* **Source material**:
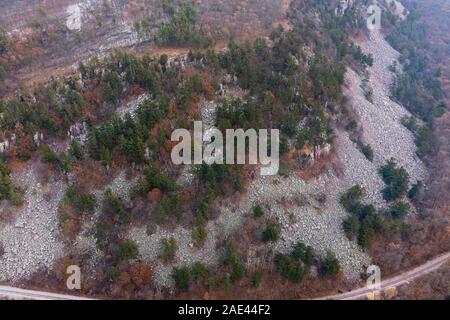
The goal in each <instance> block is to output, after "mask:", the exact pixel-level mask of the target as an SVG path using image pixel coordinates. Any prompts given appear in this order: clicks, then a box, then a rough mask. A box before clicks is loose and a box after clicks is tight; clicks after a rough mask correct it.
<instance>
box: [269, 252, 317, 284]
mask: <svg viewBox="0 0 450 320" xmlns="http://www.w3.org/2000/svg"><path fill="white" fill-rule="evenodd" d="M274 263H275V266H276V269H277V272H278V273H279V274H280V275H281V276H282V277H284V278H286V279H288V280H290V281H292V282H295V283H301V282H302V281H303V280H304V279H305V278H306V276H307V275H308V273H309V268H308V267H306V266H305V265H304V263H303V262H301V261H296V260H295V259H293V258H291V257H289V256H286V255H284V254H281V253H277V254H276V255H275V258H274Z"/></svg>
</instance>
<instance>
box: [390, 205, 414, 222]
mask: <svg viewBox="0 0 450 320" xmlns="http://www.w3.org/2000/svg"><path fill="white" fill-rule="evenodd" d="M410 210H411V206H410V205H409V204H408V203H404V202H399V203H396V204H394V205H393V206H392V207H391V209H390V210H389V215H390V216H391V217H392V218H393V219H402V218H404V217H406V216H407V215H408V214H409V212H410Z"/></svg>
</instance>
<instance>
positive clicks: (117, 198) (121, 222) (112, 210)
mask: <svg viewBox="0 0 450 320" xmlns="http://www.w3.org/2000/svg"><path fill="white" fill-rule="evenodd" d="M104 197H105V199H104V201H103V210H104V211H106V213H109V214H113V215H116V216H117V217H118V218H119V221H120V223H123V224H126V223H129V222H130V220H131V214H130V212H129V211H128V210H127V209H126V208H125V205H124V204H123V202H122V200H121V199H120V198H119V197H118V196H117V195H116V194H115V193H114V192H112V190H111V189H109V188H108V189H106V191H105V194H104Z"/></svg>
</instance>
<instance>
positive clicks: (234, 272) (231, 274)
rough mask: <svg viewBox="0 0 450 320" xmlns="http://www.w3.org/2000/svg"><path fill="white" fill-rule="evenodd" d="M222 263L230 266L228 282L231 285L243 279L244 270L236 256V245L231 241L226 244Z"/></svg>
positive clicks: (233, 242)
mask: <svg viewBox="0 0 450 320" xmlns="http://www.w3.org/2000/svg"><path fill="white" fill-rule="evenodd" d="M224 262H225V265H226V266H231V275H230V280H231V282H232V283H234V282H237V281H239V280H241V279H242V278H243V277H244V275H245V268H244V266H243V265H242V263H241V261H240V259H239V256H238V255H237V251H236V245H235V243H234V242H233V241H229V242H228V243H227V247H226V250H225V259H224Z"/></svg>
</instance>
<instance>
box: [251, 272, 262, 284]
mask: <svg viewBox="0 0 450 320" xmlns="http://www.w3.org/2000/svg"><path fill="white" fill-rule="evenodd" d="M251 280H252V286H253V287H254V288H258V287H259V285H260V284H261V281H262V273H261V272H260V271H255V272H252V276H251Z"/></svg>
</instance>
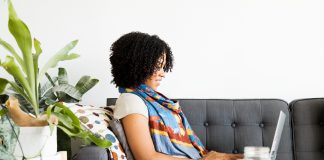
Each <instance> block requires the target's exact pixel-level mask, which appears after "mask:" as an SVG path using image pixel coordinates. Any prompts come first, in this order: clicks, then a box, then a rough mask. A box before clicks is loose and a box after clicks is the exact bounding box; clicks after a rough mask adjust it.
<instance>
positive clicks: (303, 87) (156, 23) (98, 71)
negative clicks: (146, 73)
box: [0, 0, 324, 105]
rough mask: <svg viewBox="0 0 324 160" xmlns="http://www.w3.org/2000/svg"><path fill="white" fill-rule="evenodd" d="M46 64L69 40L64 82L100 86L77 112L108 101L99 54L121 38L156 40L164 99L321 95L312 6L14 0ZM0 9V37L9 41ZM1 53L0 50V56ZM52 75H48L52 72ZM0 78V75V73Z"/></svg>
mask: <svg viewBox="0 0 324 160" xmlns="http://www.w3.org/2000/svg"><path fill="white" fill-rule="evenodd" d="M13 2H14V6H15V8H16V10H17V12H18V15H19V16H20V17H21V19H23V20H24V21H25V22H26V23H27V25H28V26H29V28H30V30H31V32H32V33H33V35H34V36H35V37H37V38H38V39H39V40H40V41H41V42H42V47H43V51H44V53H43V55H42V59H43V60H45V59H48V58H49V57H50V56H51V55H53V54H54V53H55V52H56V51H57V50H59V49H60V48H61V47H63V46H64V45H65V44H66V43H68V42H69V41H71V40H74V39H79V44H78V45H77V47H76V49H74V51H75V52H77V53H79V54H80V55H81V58H79V59H77V60H74V61H71V62H63V63H60V66H64V67H67V69H68V73H69V75H70V81H72V82H74V83H76V81H77V80H78V79H79V78H80V77H81V76H82V75H91V76H94V77H96V78H98V79H100V83H99V84H98V85H97V86H96V87H95V88H93V89H92V90H91V91H90V92H88V94H86V95H85V97H84V103H90V104H95V105H104V104H105V98H107V97H117V96H118V92H117V89H116V88H115V87H114V86H113V85H112V84H111V83H110V81H111V79H112V77H111V74H110V64H109V53H110V52H109V47H110V45H111V44H112V42H113V41H115V40H116V39H117V38H118V37H120V36H121V35H122V34H124V33H128V32H130V31H142V32H147V33H150V34H157V35H159V36H160V37H161V38H162V39H164V40H165V41H166V42H168V43H169V45H170V46H171V48H172V49H173V53H174V57H175V66H174V70H173V72H172V73H169V74H168V75H167V77H166V78H165V79H164V81H163V83H162V85H161V86H160V88H159V89H160V91H161V92H163V93H165V94H166V95H168V96H169V97H172V98H280V99H284V100H286V101H288V102H289V101H291V100H293V99H296V98H304V97H323V95H324V85H323V84H324V73H323V68H324V63H323V61H324V9H323V8H324V1H321V0H271V1H260V0H244V1H236V0H235V1H229V0H218V1H215V0H206V1H198V0H197V1H193V0H191V1H189V0H183V1H176V0H163V1H162V0H161V1H154V0H137V1H134V0H128V1H126V0H118V1H117V0H116V1H112V0H68V1H67V0H55V1H51V0H14V1H13ZM6 14H7V10H6V5H5V2H4V0H0V37H1V38H3V39H6V40H8V41H9V42H13V39H12V38H11V37H10V35H9V33H8V30H7V26H6V24H7V15H6ZM4 53H5V51H4V50H3V49H1V50H0V57H2V58H3V57H4ZM52 71H54V72H56V70H52ZM0 73H1V75H3V74H4V71H3V70H1V71H0Z"/></svg>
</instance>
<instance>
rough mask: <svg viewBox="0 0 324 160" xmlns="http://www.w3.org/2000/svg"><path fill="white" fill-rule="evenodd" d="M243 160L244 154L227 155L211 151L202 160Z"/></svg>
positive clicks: (230, 154) (226, 153) (208, 152)
mask: <svg viewBox="0 0 324 160" xmlns="http://www.w3.org/2000/svg"><path fill="white" fill-rule="evenodd" d="M241 158H243V155H242V154H227V153H220V152H215V151H210V152H208V154H207V155H206V156H204V157H203V158H202V159H201V160H237V159H241Z"/></svg>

* **What you are asked to do**:
Reproduce every line of the material precisely, omitting its pictures.

* **Final answer**:
The goal in each <instance> block is to output, after "mask:", the exact pixel-level mask of the target as an SVG path using image pixel coordinates. Any prompts given appear in this order: clicks, then a box, then a rough mask. A box before clicks is loose and a box after clicks is tight; clicks after a rough mask correct it.
<instance>
box: [269, 252, 317, 284]
mask: <svg viewBox="0 0 450 320" xmlns="http://www.w3.org/2000/svg"><path fill="white" fill-rule="evenodd" d="M274 263H275V266H276V269H277V272H278V273H279V274H280V275H281V276H282V277H284V278H286V279H288V280H290V281H292V282H295V283H301V282H302V281H303V280H304V279H305V278H306V276H307V275H308V273H309V268H308V267H306V266H305V265H304V263H303V262H301V261H296V260H295V259H293V258H291V257H289V256H286V255H284V254H281V253H277V254H276V255H275V258H274Z"/></svg>
</instance>
<instance>
box: [390, 205, 414, 222]
mask: <svg viewBox="0 0 450 320" xmlns="http://www.w3.org/2000/svg"><path fill="white" fill-rule="evenodd" d="M410 210H411V206H410V205H409V204H408V203H404V202H399V203H396V204H394V205H393V206H392V207H391V209H390V210H389V215H390V216H391V217H392V218H393V219H402V218H404V217H406V216H407V215H408V214H409V212H410Z"/></svg>
</instance>
<instance>
positive clicks: (117, 198) (121, 222) (112, 210)
mask: <svg viewBox="0 0 450 320" xmlns="http://www.w3.org/2000/svg"><path fill="white" fill-rule="evenodd" d="M104 197H105V199H104V201H103V210H104V211H106V213H109V214H113V215H116V216H117V217H118V218H119V221H120V223H123V224H126V223H129V222H130V220H131V214H130V212H129V211H128V210H127V209H126V208H125V205H124V204H123V202H122V200H121V199H120V198H119V197H118V196H117V195H116V194H115V193H114V192H112V190H111V189H109V188H108V189H106V191H105V194H104Z"/></svg>
</instance>
<instance>
positive clicks: (234, 272) (231, 274)
rough mask: <svg viewBox="0 0 450 320" xmlns="http://www.w3.org/2000/svg"><path fill="white" fill-rule="evenodd" d="M222 263L230 266L228 282L231 285L243 279L244 270L236 256V245L231 241L226 244Z"/></svg>
positive clicks: (233, 242)
mask: <svg viewBox="0 0 450 320" xmlns="http://www.w3.org/2000/svg"><path fill="white" fill-rule="evenodd" d="M224 262H225V265H226V266H231V275H230V280H231V282H232V283H234V282H237V281H239V280H241V279H242V278H243V277H244V275H245V268H244V266H243V265H242V263H241V261H240V259H239V256H238V255H237V251H236V245H235V243H234V242H233V241H229V242H228V243H227V247H226V250H225V259H224Z"/></svg>
</instance>
<instance>
box: [251, 272, 262, 284]
mask: <svg viewBox="0 0 450 320" xmlns="http://www.w3.org/2000/svg"><path fill="white" fill-rule="evenodd" d="M251 280H252V286H253V287H254V288H258V287H259V285H260V284H261V281H262V273H261V272H260V271H255V272H252V276H251Z"/></svg>
</instance>
Each <instance> block requires the target's exact pixel-level mask, which appears after "mask:" as an SVG path using image pixel coordinates. Any prompts come first, in this order: clicks, then a box, then a rough mask. A box before clicks is loose and a box after clicks is the exact bounding box; clicks after a rough mask adjust it.
<instance>
positive clicks: (303, 87) (156, 23) (98, 71)
negative clicks: (146, 73)
box: [0, 0, 324, 105]
rough mask: <svg viewBox="0 0 324 160" xmlns="http://www.w3.org/2000/svg"><path fill="white" fill-rule="evenodd" d="M46 64L69 40L64 82L100 86L77 112L108 101L99 54L121 38L156 40L164 99L321 95L312 6L14 0ZM0 9V37L9 41ZM1 53L0 50V56ZM52 75H48L52 72ZM0 78V75V73Z"/></svg>
mask: <svg viewBox="0 0 324 160" xmlns="http://www.w3.org/2000/svg"><path fill="white" fill-rule="evenodd" d="M13 2H14V6H15V8H16V10H17V12H18V15H19V16H20V17H21V19H23V20H24V21H25V22H26V23H27V25H28V26H29V28H30V30H31V32H32V33H33V35H34V36H35V37H37V38H38V39H39V40H40V41H41V42H42V47H43V51H44V53H43V55H42V59H43V60H45V59H48V58H49V57H50V56H51V55H53V54H54V53H55V52H56V51H57V50H59V49H60V48H61V47H63V46H64V45H65V44H66V43H68V42H69V41H71V40H74V39H79V44H78V45H77V47H76V49H74V51H75V52H77V53H79V54H80V55H81V58H79V59H77V60H74V61H71V62H63V63H60V66H64V67H67V69H68V73H69V75H70V81H72V82H74V83H76V81H77V80H78V79H79V78H80V77H81V76H82V75H91V76H94V77H96V78H98V79H100V83H99V84H98V85H97V86H96V87H95V88H93V89H92V90H91V91H90V92H88V94H86V95H85V97H84V103H90V104H95V105H104V104H105V98H107V97H117V96H118V92H117V89H116V88H115V87H114V86H113V85H112V84H111V83H110V81H111V79H112V77H111V74H110V64H109V53H110V52H109V47H110V45H111V44H112V42H113V41H115V40H116V39H117V38H118V37H120V36H121V35H122V34H124V33H128V32H130V31H142V32H147V33H150V34H157V35H159V36H160V37H161V38H162V39H164V40H165V41H166V42H168V43H169V45H170V46H171V48H172V49H173V53H174V57H175V66H174V70H173V72H172V73H169V74H168V75H167V77H166V78H165V79H164V81H163V83H162V85H161V86H160V88H159V89H160V91H161V92H163V93H165V94H166V95H168V96H169V97H172V98H280V99H284V100H286V101H288V102H289V101H291V100H293V99H296V98H304V97H323V95H324V85H323V84H324V73H323V68H324V63H323V61H324V9H323V8H324V1H321V0H271V1H260V0H244V1H236V0H235V1H229V0H218V1H215V0H206V1H198V0H197V1H193V0H191V1H189V0H183V1H176V0H163V1H162V0H161V1H154V0H137V1H134V0H128V1H126V0H118V1H117V0H116V1H112V0H68V1H67V0H55V1H51V0H14V1H13ZM6 14H7V10H6V5H5V2H4V0H0V37H1V38H3V39H6V40H8V41H9V42H13V39H12V38H11V37H10V35H9V33H8V30H7V26H6V24H7V15H6ZM4 53H5V51H4V50H3V49H1V50H0V57H2V58H3V57H4ZM52 71H54V72H56V70H52ZM0 73H1V75H3V74H4V71H3V70H1V71H0Z"/></svg>
</instance>
<instance>
rough mask: <svg viewBox="0 0 324 160" xmlns="http://www.w3.org/2000/svg"><path fill="white" fill-rule="evenodd" d="M243 160L244 154L227 155L211 151L202 160Z"/></svg>
positive clicks: (230, 154) (226, 153) (208, 152)
mask: <svg viewBox="0 0 324 160" xmlns="http://www.w3.org/2000/svg"><path fill="white" fill-rule="evenodd" d="M241 158H243V155H242V154H227V153H220V152H215V151H210V152H208V154H207V155H206V156H204V157H203V158H202V159H201V160H237V159H241Z"/></svg>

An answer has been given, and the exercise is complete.